*PROBLEM STATEMENT*:
Would you repeat the entries beneath, with nothing changed?

*RECORDS FOR THE TASK*:
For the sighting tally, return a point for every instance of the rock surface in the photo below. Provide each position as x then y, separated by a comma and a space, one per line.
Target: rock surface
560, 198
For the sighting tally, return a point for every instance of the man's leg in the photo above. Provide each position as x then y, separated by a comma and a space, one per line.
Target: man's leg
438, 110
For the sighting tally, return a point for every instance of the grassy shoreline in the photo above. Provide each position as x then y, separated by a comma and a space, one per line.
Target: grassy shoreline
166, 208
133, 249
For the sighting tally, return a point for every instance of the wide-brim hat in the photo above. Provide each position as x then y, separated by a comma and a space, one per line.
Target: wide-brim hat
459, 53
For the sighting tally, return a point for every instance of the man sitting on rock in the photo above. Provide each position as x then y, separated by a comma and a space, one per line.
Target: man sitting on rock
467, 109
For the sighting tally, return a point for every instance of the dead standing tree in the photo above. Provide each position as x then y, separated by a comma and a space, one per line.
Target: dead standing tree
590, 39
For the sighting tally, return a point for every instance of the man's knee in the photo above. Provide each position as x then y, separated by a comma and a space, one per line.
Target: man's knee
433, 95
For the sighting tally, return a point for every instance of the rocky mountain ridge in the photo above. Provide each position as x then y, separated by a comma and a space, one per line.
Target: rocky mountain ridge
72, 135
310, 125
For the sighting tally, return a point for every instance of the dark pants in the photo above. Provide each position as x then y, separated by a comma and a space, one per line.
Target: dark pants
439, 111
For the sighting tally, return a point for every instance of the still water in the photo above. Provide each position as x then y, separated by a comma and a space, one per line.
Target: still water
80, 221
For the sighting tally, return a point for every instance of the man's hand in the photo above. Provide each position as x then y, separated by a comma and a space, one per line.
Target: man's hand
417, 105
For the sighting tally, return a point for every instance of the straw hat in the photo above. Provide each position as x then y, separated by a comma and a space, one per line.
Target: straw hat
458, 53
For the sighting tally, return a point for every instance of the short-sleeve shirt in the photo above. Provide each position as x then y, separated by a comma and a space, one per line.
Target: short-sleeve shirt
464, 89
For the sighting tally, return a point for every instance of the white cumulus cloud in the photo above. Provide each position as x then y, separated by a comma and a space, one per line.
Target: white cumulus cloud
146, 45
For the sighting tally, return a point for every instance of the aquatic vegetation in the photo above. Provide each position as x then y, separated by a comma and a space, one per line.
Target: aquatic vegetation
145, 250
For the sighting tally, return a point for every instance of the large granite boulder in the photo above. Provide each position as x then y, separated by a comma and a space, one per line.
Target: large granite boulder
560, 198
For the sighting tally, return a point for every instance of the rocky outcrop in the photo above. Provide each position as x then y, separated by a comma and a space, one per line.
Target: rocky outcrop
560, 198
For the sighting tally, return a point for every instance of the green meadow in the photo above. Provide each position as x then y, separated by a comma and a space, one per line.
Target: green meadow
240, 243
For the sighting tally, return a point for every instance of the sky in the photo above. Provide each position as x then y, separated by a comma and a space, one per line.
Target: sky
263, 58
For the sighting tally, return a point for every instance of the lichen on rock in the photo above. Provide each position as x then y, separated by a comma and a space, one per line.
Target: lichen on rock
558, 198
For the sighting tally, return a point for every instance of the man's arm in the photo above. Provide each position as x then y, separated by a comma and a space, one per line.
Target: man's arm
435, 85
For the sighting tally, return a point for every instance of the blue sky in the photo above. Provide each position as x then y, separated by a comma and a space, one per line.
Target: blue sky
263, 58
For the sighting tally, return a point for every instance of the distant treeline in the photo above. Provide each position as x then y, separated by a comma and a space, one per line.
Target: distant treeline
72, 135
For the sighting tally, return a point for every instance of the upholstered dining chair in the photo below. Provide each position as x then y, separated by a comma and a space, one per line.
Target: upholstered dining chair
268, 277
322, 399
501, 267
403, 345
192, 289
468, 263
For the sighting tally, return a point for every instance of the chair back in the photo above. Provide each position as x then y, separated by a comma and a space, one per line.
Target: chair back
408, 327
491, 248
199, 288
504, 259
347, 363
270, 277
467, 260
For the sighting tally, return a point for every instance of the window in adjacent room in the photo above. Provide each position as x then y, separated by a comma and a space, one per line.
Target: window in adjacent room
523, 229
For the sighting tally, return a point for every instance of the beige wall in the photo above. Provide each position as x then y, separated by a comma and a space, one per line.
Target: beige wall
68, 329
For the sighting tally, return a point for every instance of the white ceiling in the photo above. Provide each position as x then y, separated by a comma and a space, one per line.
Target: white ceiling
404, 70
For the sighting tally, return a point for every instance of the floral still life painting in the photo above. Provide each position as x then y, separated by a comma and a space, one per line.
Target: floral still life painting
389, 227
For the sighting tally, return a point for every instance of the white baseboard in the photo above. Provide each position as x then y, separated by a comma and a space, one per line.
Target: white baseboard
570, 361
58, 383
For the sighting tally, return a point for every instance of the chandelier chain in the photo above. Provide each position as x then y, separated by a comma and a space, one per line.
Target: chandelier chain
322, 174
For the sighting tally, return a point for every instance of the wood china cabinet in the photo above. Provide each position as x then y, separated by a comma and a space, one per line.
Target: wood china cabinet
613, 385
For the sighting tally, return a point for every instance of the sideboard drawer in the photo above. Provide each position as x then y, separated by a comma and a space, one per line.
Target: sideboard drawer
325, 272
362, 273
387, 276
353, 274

*TASK SOLUTION*:
For the sighting tally, return a point for every instance of the rock surface in the photo below. Provide each position as x then y, separated by a comma and a space, one per line.
Target: rock surface
560, 198
For the sighting tally, return a point for every instance of the man's leg in the photo above. Provide each position as x then y, separated by a comma and a space, one per line.
Target: man's leg
438, 110
For the sighting tally, return a point for every instance of the grassy shoreline in the photo above. Provide each position as x then y, separated by a comma and a space, one per line.
Target: grassy shoreline
166, 208
133, 249
For the sighting tally, return a point for every instance of the wide-brim hat in the photo above. Provide each position as x then y, separated by a comma and a space, one per line.
Target: wide-brim hat
459, 53
For the sighting tally, return a point for every instance of the man sitting on rock in the photo above. Provide each position as x then y, separated by a comma and a space, one per line.
Target: man sitting on rock
467, 109
For the sighting tally, return a point for every instance of the dead standing tree in the photo above. Provide each position as x then y, separated by a comma and a space, one per line.
Target: dead standing tree
590, 39
For the sighting tally, return a point for every instance of the man's knee in the photo above. Provide each position as x then y, separated by a comma and a space, one per line.
Target: man's knee
433, 95
For the sighting tally, return a point for every instance of the rocky mountain ridge in the photo above. Provide each position as x then y, separated by a comma and a space, one per line.
Target: rocky mountain ridge
72, 135
310, 125
For the sighting tally, return a point for every instance of the dark pants in the photo above. Provide each position as x then y, separated by a comma and a space, one per line.
Target: dark pants
439, 111
For the sighting tally, return a point for every instance of the still water in the photo above. Provide each position as x then y, separated by a comma and a space, one per line.
Target: still water
80, 221
For the sighting tally, return a point for every instance of the man's hand in the photo above. Provide each position as x then y, separated by a comma and a space, one per line.
Target: man's hand
417, 105
For the sighting tally, return a point for every instance of the straw hat in the photo above. Provide each position as x then y, separated by a comma and a space, one per line.
Target: straw hat
458, 53
For the sighting tally, return a point for every instance of the short-sleeve shirt in the photo above. Provide each position as x then y, separated by a comma and a space, one per line.
Target: short-sleeve shirt
464, 89
For the sighting tally, return a point for every instance of the white cumulus cloud in the photo above. Provide each position as x then y, separated by a comma and a space, one per line.
Target: white cumulus cloud
146, 45
For the sighting tally, return a point for every instance of the aquatic vegetation in the photo above. Provide each position as x then y, separated by a comma and a space, one per line.
Target: aquatic vegetation
145, 250
For the sighting tally, return a point for every instance of the large granite boulder in the photo above. Provide each position as x then y, separated by a comma and a space, one per line.
Target: large granite boulder
560, 198
For the sighting tally, return a point for every instance of the rocky outcrop in the photo above. Provide each position as x then y, separated by a comma and a space, one per line.
Target: rocky outcrop
560, 198
For the sighting tally, return a point for every instance of the green meadow in the photo above. Provide each position as x then y, separated by a comma and a space, one per line.
Target: green meadow
240, 243
For the sighting tally, return a point for every instance of the sky in the photo above. Provide each position as x then y, separated by a comma and a space, one per line.
Target: sky
263, 58
For the sighting tally, return a point for every instance of the lichen on rock in the photo above. Provide each position as x then y, separated by a comma and a space, one per line.
Target: lichen on rock
558, 198
For the sighting tally, return a point for every instance of the man's arm in the photo above. Provide each position as x then y, separated by a comma and a space, one per line.
Target: man's arm
435, 85
For the sighting tally, return a point for every instance of the blue sky in the photo above. Provide each position as x then y, separated by a comma and a space, one per line.
Target: blue sky
263, 58
For the sighting tally, return a point for every instance of the distant treeline in the photo above. Provide each position as x then y, separated by a comma and a space, one per line.
Target: distant treeline
72, 135
For the sighting tally, return a point for every instance of the upholstered dining chair in the photo below. Provide each position as x then y, separated by a comma and a space, one per line.
Target: upholstered dining chair
268, 277
322, 399
501, 267
403, 345
192, 289
468, 263
For the sighting tally, return a point for every instance of the chair back in the photo above. Provide each position as x then y, separated by a comma and a space, one per line.
Target: chair back
408, 327
491, 248
199, 288
504, 259
347, 363
270, 277
467, 260
For the sighting tally, return a point for every instance of the window in adjacent room in the photo above. Provide each position as x then y, separated by a comma and a space, one per line.
Target: window in adjacent room
523, 229
For the sighting tally, return a point for every instance of the beige wall in the photo above. Provide each position as x then y, separated by a comma and a space, one per line.
Target: beige wall
68, 329
For the sighting tally, return a point for every instance of the white ceiling in the photo above. Provide each position as x then y, separated by a comma and a space, one per line.
Target: white ceiling
404, 70
For the sighting tally, return a point for every instance of the floral still life painting in the photo above. Provide each position as x then y, separated by a comma and a space, one per line.
Target: floral still life painting
389, 227
For the sighting tally, return a point for every instance of the white baseboard in the photo above. Provide each position as x then y, separated by a comma and a space, one per line.
Target: white baseboard
570, 361
58, 383
For the sighting tally, return a point for every instance of the chandelier chain in the photo above. Provide each position as x then y, separated by a comma and a space, one per line.
Target: chandelier chain
322, 174
For the sighting tally, return a point for every instance of the wood china cabinet in the photo above. Provide each position as x then y, separated by a comma and a space, one per line.
Target: wood china cabinet
613, 385
For the sighting tally, return a point for every instance of the sideboard drawer in the photo above. Provide each position as x then y, separated by a comma and a space, one per line.
Target: sideboard drawer
325, 272
362, 273
387, 276
353, 274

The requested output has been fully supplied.